Arrange the stretch from the start of the records through the line containing "[[[0,191],[43,192],[35,187],[19,160],[0,164]]]" as a Markdown table with the columns Row and Entry. Number each line and leave out any blank lines.

## [MATERIAL FOR THIS EXERCISE]
::::::

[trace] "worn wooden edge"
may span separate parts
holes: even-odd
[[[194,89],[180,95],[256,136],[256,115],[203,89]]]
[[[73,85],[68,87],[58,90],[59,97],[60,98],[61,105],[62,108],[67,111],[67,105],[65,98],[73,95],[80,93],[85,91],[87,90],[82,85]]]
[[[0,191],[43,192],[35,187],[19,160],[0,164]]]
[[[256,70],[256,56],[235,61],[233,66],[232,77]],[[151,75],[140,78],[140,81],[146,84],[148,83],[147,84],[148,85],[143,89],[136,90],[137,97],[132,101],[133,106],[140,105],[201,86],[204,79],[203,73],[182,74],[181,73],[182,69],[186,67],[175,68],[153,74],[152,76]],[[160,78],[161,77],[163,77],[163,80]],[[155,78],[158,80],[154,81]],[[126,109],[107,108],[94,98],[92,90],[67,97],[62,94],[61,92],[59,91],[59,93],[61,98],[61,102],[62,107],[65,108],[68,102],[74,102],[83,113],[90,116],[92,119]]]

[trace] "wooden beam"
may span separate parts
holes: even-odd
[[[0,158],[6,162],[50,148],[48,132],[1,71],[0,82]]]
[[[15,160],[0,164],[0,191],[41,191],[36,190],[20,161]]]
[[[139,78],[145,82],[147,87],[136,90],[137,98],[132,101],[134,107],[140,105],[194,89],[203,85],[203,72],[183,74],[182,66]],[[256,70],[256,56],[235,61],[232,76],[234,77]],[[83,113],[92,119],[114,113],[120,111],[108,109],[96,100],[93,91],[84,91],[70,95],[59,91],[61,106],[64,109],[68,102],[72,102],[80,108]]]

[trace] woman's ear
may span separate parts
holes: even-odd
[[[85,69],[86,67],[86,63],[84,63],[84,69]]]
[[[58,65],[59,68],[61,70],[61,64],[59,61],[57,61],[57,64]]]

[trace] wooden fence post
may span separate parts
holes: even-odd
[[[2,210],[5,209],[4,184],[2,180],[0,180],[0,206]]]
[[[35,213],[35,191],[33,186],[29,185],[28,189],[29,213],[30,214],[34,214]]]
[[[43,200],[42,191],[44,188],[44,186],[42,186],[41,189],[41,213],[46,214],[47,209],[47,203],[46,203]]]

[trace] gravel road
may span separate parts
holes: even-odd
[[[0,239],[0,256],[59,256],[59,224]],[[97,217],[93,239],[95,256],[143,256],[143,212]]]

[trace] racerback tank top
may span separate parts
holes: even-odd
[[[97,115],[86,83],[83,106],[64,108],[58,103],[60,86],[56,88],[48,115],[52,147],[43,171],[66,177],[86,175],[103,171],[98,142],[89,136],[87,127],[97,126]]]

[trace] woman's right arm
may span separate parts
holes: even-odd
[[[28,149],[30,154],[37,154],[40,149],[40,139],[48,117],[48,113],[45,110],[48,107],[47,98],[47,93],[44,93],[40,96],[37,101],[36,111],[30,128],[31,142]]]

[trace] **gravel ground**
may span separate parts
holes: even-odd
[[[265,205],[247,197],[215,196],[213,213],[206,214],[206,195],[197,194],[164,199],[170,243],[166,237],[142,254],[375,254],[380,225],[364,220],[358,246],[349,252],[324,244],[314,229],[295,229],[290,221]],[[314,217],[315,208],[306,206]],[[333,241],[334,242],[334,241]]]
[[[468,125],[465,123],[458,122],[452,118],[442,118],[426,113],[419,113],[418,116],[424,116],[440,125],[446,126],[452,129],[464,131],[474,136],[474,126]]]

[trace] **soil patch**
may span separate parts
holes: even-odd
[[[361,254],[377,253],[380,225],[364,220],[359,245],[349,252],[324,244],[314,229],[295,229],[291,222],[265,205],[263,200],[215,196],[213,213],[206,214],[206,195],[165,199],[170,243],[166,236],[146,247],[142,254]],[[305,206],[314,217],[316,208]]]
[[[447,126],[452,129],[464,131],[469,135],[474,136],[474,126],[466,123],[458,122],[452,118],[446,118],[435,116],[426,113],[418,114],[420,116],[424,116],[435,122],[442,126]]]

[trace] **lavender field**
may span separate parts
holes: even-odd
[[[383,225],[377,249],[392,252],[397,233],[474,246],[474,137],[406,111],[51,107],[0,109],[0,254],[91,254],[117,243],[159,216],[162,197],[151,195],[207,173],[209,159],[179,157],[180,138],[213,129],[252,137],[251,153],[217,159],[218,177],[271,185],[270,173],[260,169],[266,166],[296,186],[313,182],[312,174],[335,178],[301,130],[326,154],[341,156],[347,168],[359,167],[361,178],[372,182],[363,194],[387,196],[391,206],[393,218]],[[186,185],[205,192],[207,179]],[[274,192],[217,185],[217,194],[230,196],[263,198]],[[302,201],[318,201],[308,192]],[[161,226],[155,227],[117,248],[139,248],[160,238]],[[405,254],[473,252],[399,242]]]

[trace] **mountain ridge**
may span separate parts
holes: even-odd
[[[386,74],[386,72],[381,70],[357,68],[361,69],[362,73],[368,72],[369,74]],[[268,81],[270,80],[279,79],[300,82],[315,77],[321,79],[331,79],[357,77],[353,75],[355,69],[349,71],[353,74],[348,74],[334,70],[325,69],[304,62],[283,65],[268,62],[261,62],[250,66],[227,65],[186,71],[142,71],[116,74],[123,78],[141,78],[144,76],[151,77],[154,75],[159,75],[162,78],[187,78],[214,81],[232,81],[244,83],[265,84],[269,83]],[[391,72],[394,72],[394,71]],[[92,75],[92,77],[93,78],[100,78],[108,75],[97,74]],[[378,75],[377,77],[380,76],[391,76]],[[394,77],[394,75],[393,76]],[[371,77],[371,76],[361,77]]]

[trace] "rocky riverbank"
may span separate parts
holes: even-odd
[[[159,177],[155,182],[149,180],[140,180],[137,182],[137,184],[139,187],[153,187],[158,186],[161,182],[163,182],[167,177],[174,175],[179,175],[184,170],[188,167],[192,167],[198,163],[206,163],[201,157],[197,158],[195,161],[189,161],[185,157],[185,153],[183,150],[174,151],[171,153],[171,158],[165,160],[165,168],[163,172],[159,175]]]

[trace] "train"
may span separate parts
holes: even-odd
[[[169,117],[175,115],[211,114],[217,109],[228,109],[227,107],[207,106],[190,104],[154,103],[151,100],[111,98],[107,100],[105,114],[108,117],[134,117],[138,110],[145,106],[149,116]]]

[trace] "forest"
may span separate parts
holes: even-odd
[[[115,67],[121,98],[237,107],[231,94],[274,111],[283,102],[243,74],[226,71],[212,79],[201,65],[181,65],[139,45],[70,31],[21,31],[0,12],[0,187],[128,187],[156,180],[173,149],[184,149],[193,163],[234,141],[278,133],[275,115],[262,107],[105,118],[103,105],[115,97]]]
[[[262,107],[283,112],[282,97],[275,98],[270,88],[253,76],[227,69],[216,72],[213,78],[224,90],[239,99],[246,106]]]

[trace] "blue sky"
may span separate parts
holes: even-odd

::::::

## [EXERCISE SOLUTION]
| Row | Entry |
|---|---|
| 1 | [trace] "worn wooden edge" |
| 2 | may span separate parts |
| 3 | holes: even-odd |
| 4 | [[[194,89],[180,95],[256,136],[256,115],[203,89]]] |
| 5 | [[[73,85],[68,87],[58,90],[59,97],[60,98],[61,105],[62,108],[67,111],[67,105],[65,98],[73,95],[80,93],[85,91],[87,90],[82,85]]] |
| 6 | [[[0,191],[43,192],[35,187],[19,160],[0,164]]] |